--- begin ---

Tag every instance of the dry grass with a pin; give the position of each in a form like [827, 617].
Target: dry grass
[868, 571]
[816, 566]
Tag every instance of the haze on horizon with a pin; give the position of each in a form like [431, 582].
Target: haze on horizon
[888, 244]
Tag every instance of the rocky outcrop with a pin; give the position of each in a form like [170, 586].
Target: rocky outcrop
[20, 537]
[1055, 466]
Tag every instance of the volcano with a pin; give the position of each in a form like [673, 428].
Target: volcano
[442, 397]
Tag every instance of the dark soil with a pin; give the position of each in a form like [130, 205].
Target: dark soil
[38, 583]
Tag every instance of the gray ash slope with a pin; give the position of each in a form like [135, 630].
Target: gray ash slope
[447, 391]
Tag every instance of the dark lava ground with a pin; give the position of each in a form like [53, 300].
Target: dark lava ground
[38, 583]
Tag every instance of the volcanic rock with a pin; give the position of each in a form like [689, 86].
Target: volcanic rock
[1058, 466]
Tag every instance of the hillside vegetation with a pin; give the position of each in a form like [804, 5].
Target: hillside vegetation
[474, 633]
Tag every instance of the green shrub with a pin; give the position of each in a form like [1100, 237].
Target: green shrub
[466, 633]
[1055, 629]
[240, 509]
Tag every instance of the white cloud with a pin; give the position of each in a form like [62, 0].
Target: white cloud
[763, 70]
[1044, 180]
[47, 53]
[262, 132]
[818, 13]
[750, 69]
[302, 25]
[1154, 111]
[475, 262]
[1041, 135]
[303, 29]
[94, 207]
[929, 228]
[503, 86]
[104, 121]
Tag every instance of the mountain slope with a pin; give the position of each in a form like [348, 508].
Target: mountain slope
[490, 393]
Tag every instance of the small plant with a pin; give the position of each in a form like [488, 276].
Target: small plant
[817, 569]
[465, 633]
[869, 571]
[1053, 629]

--- end ---

Your instructions: Copy all of the data above line for line, with no changes.

Task result:
Tag every instance of the dry grass with a pin; give the position of each in a form like [827, 617].
Target: dry grass
[868, 571]
[816, 566]
Tag every instance of the haze on horizon with a pin; give the position of each in a form like [431, 582].
Target: haze on horizon
[888, 244]
Tag every instance of the rocky outcrop with a pin; give the position of each in a form like [170, 586].
Target: rocky outcrop
[20, 537]
[1055, 466]
Tag every instance of the volcano with a pin; give the position of each in a form like [673, 428].
Target: volcano
[442, 397]
Tag every instance of the dark soil with a pin; give the position of each in a form like [130, 205].
Target: dark soil
[38, 583]
Tag every instance of the gray ash slope with a pin; give the position of each in a form like [135, 630].
Target: gray ash slope
[447, 391]
Tag every instance of the dark lava ground with a pin; give the position of each in a form like [53, 300].
Target: dark lava ground
[38, 583]
Tag every instance of the volcanic rock with a pin; give the position of each in a form like [689, 86].
Target: volcanic rock
[1058, 466]
Tag every instance of the hillside vegetation with a pin; give the position of each in a form like [804, 5].
Target: hillside vegetation
[474, 633]
Tag every instance of the green shrub with a pin; give the position of each in a form like [1100, 237].
Target: green shrub
[466, 633]
[1055, 629]
[240, 509]
Tag every instance of the white cloud with a pin; give the position of each in a form like [62, 0].
Target: white cloud
[763, 70]
[1044, 180]
[47, 53]
[262, 132]
[818, 13]
[750, 69]
[302, 25]
[1154, 111]
[475, 262]
[1041, 135]
[303, 29]
[94, 207]
[929, 228]
[503, 86]
[104, 121]
Tag every instance of the mountain slope with a pin; give the position of each in a form like [348, 508].
Target: mountain slope
[490, 393]
Tag every instance of the small plant with a pin; give the position of each in a form like [488, 276].
Target: small plant
[817, 569]
[465, 633]
[869, 571]
[1053, 629]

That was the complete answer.